Reproduce all of the records exactly.

> Provided records:
[START]
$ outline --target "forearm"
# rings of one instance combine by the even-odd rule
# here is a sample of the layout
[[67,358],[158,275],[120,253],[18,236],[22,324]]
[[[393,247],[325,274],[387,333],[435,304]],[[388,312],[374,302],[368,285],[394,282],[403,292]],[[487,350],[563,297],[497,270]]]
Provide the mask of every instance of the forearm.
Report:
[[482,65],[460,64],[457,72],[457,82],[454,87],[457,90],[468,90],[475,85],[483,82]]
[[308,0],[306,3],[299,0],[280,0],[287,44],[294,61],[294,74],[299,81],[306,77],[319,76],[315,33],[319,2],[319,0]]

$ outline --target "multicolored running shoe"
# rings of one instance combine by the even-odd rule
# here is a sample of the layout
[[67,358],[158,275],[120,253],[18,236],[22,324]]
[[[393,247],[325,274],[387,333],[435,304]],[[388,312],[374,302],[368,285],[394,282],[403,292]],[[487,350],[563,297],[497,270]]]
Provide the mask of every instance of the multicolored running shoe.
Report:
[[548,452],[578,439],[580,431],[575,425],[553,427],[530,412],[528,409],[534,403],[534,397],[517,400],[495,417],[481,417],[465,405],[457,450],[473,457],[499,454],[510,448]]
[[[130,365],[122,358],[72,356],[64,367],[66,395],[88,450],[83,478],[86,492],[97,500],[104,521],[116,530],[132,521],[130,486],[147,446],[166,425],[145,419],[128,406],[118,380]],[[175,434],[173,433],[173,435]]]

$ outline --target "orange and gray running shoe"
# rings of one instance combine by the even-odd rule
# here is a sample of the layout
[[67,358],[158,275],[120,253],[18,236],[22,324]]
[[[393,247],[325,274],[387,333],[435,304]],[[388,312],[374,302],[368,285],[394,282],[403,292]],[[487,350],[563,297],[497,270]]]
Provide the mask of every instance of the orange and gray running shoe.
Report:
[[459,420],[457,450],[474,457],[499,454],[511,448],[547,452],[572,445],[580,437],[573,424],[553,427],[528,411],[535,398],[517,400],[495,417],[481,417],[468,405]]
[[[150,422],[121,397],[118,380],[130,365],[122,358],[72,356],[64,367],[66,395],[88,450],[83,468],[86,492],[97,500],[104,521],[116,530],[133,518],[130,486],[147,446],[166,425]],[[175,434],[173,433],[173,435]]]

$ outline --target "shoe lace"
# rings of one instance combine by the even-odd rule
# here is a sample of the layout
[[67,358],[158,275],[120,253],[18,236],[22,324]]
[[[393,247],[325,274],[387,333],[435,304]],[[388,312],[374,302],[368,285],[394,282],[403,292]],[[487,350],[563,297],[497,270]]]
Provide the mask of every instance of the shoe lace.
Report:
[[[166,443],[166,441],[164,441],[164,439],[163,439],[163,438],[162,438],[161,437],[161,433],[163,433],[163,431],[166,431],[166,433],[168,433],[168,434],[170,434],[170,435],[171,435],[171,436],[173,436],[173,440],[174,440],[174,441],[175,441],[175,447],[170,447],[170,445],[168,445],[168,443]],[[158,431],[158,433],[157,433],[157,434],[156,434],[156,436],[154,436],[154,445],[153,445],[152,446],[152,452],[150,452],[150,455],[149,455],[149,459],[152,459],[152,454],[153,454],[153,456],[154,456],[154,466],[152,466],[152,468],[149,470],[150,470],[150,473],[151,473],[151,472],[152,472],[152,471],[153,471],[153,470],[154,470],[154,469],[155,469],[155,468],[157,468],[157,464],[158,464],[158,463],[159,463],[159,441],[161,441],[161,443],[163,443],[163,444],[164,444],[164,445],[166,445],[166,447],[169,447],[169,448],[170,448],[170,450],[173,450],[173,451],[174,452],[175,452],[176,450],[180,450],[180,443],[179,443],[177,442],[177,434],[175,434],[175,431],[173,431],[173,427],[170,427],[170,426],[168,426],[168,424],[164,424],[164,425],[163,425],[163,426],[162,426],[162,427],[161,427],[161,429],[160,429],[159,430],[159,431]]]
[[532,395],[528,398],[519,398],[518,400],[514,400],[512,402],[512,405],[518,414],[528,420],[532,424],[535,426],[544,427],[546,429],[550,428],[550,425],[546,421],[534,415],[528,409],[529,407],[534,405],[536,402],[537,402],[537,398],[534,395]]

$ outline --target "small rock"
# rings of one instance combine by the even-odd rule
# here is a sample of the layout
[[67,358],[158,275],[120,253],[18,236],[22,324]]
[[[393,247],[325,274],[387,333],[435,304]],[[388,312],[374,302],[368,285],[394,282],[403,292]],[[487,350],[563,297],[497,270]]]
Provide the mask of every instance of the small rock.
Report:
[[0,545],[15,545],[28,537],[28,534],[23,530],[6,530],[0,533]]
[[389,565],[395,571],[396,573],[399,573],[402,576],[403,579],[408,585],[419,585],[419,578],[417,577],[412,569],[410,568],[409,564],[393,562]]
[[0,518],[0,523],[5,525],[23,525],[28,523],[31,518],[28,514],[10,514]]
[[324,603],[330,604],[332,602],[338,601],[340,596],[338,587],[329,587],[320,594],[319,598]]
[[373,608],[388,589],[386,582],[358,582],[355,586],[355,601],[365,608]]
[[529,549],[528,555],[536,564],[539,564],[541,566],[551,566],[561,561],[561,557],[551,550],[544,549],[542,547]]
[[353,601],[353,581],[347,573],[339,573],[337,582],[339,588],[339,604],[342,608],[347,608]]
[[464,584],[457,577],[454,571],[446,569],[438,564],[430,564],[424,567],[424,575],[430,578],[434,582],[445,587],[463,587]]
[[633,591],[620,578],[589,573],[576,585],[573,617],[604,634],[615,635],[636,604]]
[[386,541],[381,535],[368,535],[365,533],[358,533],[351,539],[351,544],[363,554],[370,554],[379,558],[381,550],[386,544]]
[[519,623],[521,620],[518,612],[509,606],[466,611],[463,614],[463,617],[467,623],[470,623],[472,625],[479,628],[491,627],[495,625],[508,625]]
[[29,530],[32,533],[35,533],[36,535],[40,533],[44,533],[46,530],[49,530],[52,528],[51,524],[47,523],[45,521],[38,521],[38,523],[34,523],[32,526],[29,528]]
[END]
> Task response:
$ outline --target "forearm"
# rings of one instance combine by the even-odd rule
# here is a sample of the layout
[[67,358],[158,275],[120,253],[18,236],[22,324]]
[[[393,247],[325,274],[387,333],[435,304]],[[388,312],[374,302],[368,285],[394,282],[403,292]],[[487,350],[563,297],[497,270]]]
Provide the mask of every instance of the forearm.
Report:
[[482,65],[460,64],[457,72],[457,82],[454,87],[457,90],[468,90],[475,85],[483,82]]
[[308,0],[306,3],[299,0],[280,0],[287,44],[294,61],[294,74],[299,81],[306,77],[319,76],[315,33],[319,2],[319,0]]

$ outline --target "multicolored running shoe"
# rings of one instance combine by the even-odd rule
# here is a sample of the layout
[[67,358],[158,275],[120,253],[18,236],[22,324]]
[[[393,247],[325,274],[387,333],[435,304]],[[388,312],[374,302],[368,285],[394,282],[403,292]],[[487,350],[563,297],[497,270]]]
Provide the mask of every instance of the multicolored running shoe.
Report:
[[548,452],[578,439],[580,431],[575,425],[553,427],[530,412],[528,409],[534,403],[534,397],[517,400],[495,417],[481,417],[465,405],[457,450],[473,457],[499,454],[510,448]]
[[[130,365],[122,358],[72,356],[64,367],[66,395],[88,450],[83,478],[86,492],[97,500],[104,521],[116,530],[132,521],[130,486],[147,446],[166,425],[145,419],[128,406],[118,380]],[[175,434],[173,433],[173,435]]]

$ outline --target "orange and gray running shoe"
# rings of one instance combine by the even-odd rule
# here is a sample of the layout
[[67,358],[158,275],[120,253],[18,236],[22,324]]
[[[393,247],[325,274],[387,333],[435,304]],[[388,312],[374,302],[368,285],[394,282],[403,292]],[[487,350],[563,297],[497,270]]]
Provide the mask of every instance of the orange and gray running shoe.
Report:
[[459,420],[457,450],[474,457],[499,454],[511,448],[547,452],[572,445],[580,437],[573,424],[553,427],[528,411],[535,398],[517,400],[495,417],[481,417],[468,405]]
[[[150,422],[121,397],[118,380],[130,365],[122,358],[72,356],[64,367],[66,395],[88,450],[83,468],[86,492],[97,500],[104,521],[116,530],[133,518],[130,486],[147,446],[166,425]],[[175,434],[173,433],[173,435]]]

$ outline --target "shoe lace"
# rings of one instance combine by the even-odd rule
# here is a sample of the layout
[[67,358],[158,275],[120,253],[18,236],[22,324]]
[[[393,247],[325,274],[387,333],[435,304]],[[388,312],[374,302],[368,285],[394,282],[403,292]],[[487,350],[563,297],[497,270]]]
Provide the mask of every instance of the shoe lace.
Report:
[[[166,443],[166,441],[164,441],[164,439],[163,439],[163,438],[162,438],[161,437],[161,433],[163,433],[163,431],[166,431],[166,433],[168,433],[168,434],[170,434],[170,435],[171,435],[171,436],[173,436],[173,440],[174,440],[174,441],[175,441],[175,447],[170,447],[170,445],[168,445],[168,443]],[[158,431],[158,433],[157,433],[157,434],[156,434],[156,436],[154,436],[154,445],[153,445],[152,446],[152,452],[150,452],[150,455],[149,455],[149,459],[152,459],[152,454],[153,454],[153,456],[154,456],[154,466],[152,466],[152,468],[149,470],[150,470],[150,473],[151,473],[151,472],[152,472],[152,471],[153,471],[153,470],[154,470],[154,469],[155,469],[155,468],[157,468],[157,464],[158,464],[158,463],[159,463],[159,441],[161,441],[161,443],[163,443],[163,444],[164,444],[164,445],[166,445],[166,447],[169,447],[169,448],[170,448],[170,450],[173,450],[173,451],[174,452],[175,452],[176,450],[180,450],[180,443],[179,443],[177,442],[177,434],[175,434],[175,431],[173,431],[173,427],[170,427],[170,426],[168,426],[168,424],[164,424],[164,425],[163,425],[163,426],[162,426],[162,427],[161,427],[161,429],[160,429],[159,430],[159,431]]]
[[532,395],[528,398],[519,398],[518,400],[514,400],[512,402],[512,405],[518,414],[528,420],[532,424],[535,426],[544,427],[546,429],[550,428],[550,425],[546,421],[534,415],[528,409],[529,407],[534,405],[536,402],[537,402],[537,398],[534,395]]

$ outline --target "small rock"
# rings of one instance combine by the even-odd rule
# here is a sample of the layout
[[67,358],[158,275],[120,253],[18,236],[22,324]]
[[[393,247],[325,274],[387,333],[435,304]],[[388,312],[374,302],[368,285],[394,282],[403,292]],[[487,350],[563,297],[497,270]]]
Provide the mask of every instance of the small rock.
Report:
[[0,545],[15,545],[28,537],[28,534],[23,530],[6,530],[0,533]]
[[389,565],[395,571],[396,573],[399,573],[402,576],[403,579],[408,585],[419,585],[419,578],[417,577],[412,569],[410,568],[409,564],[393,562]]
[[0,518],[0,523],[5,525],[23,525],[28,523],[31,518],[28,514],[10,514]]
[[324,603],[330,604],[332,602],[338,601],[340,596],[338,587],[329,587],[320,594],[319,598]]
[[373,608],[388,589],[386,582],[358,582],[355,586],[355,601],[365,608]]
[[529,549],[528,555],[536,564],[539,564],[541,566],[551,566],[561,561],[561,557],[551,550],[544,549],[542,547]]
[[353,601],[353,581],[347,573],[339,573],[337,582],[339,588],[339,604],[342,608],[347,608]]
[[464,584],[457,577],[454,571],[446,569],[438,564],[430,564],[424,567],[424,575],[430,578],[434,582],[445,587],[463,587]]
[[633,591],[620,578],[589,573],[576,585],[573,617],[604,634],[615,635],[636,604]]
[[386,541],[381,535],[368,535],[365,533],[358,533],[351,539],[351,544],[363,554],[370,554],[379,558],[381,550],[386,544]]
[[519,623],[521,620],[518,612],[509,606],[466,611],[463,614],[463,617],[467,623],[470,623],[472,625],[479,628],[491,627],[495,625],[508,625]]
[[29,530],[32,533],[35,533],[36,535],[40,533],[44,533],[46,530],[49,530],[52,528],[51,524],[47,523],[45,521],[38,521],[38,523],[34,523],[32,526],[29,528]]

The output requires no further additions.